- [What the task asks]: The records below need copying. Match each line exactly.

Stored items

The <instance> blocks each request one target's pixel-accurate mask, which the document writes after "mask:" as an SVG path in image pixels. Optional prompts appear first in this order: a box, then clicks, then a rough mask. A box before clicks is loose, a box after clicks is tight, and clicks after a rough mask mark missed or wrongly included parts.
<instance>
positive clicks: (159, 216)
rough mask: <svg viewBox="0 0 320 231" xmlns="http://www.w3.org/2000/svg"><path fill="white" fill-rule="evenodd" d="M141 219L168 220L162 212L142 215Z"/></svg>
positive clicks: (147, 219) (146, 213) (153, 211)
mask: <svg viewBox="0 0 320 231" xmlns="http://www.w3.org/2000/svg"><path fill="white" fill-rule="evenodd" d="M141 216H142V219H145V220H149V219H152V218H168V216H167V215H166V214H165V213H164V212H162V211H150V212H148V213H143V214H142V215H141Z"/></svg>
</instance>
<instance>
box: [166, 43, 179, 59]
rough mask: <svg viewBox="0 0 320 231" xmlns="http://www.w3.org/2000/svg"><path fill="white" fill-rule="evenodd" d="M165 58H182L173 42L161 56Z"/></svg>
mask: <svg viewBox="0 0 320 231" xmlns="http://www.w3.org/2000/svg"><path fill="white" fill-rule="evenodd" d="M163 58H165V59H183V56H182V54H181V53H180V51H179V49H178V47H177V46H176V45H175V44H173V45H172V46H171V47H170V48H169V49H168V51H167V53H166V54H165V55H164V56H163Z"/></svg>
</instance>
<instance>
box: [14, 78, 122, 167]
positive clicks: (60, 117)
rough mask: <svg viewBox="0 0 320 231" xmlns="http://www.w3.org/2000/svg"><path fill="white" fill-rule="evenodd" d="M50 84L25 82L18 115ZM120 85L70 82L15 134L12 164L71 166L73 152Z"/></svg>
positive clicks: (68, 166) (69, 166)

- [Your response]:
The <instance> blocks each request one target's pixel-accurate mask, which the document writes after "mask:" as an SVG path in image pixels. Optional prompts appear first in this order: a box, then clicks, then a rough mask. A box before clicks is loose, a box after clicks is tight, and clicks after a rough mask mark missed or wrongly included parts.
<instance>
positive clicks: (159, 216)
rough mask: <svg viewBox="0 0 320 231" xmlns="http://www.w3.org/2000/svg"><path fill="white" fill-rule="evenodd" d="M141 219L168 220L162 212L142 215Z"/></svg>
positive clicks: (147, 219) (146, 213) (153, 211)
mask: <svg viewBox="0 0 320 231" xmlns="http://www.w3.org/2000/svg"><path fill="white" fill-rule="evenodd" d="M141 216H142V219H145V220H149V219H152V218H168V216H167V215H166V214H165V213H164V212H162V211H150V212H148V213H143V214H142V215H141Z"/></svg>
</instance>
<instance>
box: [166, 43, 179, 59]
rough mask: <svg viewBox="0 0 320 231" xmlns="http://www.w3.org/2000/svg"><path fill="white" fill-rule="evenodd" d="M165 58H182L173 42L161 56Z"/></svg>
mask: <svg viewBox="0 0 320 231" xmlns="http://www.w3.org/2000/svg"><path fill="white" fill-rule="evenodd" d="M163 58H165V59H183V56H182V54H181V53H180V51H179V49H178V47H177V46H176V45H175V44H173V45H172V46H171V47H170V48H169V49H168V51H167V53H166V54H165V55H164V56H163Z"/></svg>
</instance>
<instance>
box: [14, 78, 122, 167]
positive clicks: (60, 117)
rough mask: <svg viewBox="0 0 320 231" xmlns="http://www.w3.org/2000/svg"><path fill="white" fill-rule="evenodd" d="M50 84L25 82L18 115ZM120 85L70 82L15 134L12 164L71 166L73 152Z"/></svg>
positive clicks: (68, 166) (69, 166)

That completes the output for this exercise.